Copy exactly the lines from the start of the data below through the one that carries "Expected: for every instance of the tree", and only those.

(Beginning of Listed entries)

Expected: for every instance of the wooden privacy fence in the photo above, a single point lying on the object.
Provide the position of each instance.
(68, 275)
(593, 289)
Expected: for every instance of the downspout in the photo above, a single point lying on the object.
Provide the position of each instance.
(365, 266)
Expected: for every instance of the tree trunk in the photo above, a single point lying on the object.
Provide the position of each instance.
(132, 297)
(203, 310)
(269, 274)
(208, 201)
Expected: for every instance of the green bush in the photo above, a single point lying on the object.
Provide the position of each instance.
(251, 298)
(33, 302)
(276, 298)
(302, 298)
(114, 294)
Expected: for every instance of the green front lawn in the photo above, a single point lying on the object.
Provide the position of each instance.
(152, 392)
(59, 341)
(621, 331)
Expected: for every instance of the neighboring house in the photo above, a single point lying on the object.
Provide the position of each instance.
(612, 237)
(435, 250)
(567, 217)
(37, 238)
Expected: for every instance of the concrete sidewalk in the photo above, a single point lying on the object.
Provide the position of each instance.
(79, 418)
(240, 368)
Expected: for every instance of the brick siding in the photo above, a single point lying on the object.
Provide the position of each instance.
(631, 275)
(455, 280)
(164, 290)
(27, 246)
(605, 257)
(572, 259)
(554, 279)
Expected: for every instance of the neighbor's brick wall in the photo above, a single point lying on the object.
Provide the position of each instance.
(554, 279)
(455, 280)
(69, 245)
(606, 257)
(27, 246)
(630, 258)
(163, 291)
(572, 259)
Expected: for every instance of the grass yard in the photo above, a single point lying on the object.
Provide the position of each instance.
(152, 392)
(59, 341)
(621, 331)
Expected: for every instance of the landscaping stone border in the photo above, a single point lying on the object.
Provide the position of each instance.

(End of Listed entries)

**Response to the exercise**
Expected: for every instance of the wooden privacy fence in the photo above, a single point lying on the object.
Provide the position of each instance.
(68, 275)
(593, 289)
Expected: for every instance of the downspout in the photo above, a single point lying on the object.
Provide the position of each instance.
(365, 266)
Expected: for every instance of the tree trunk in the photo above, a single point lying on the object.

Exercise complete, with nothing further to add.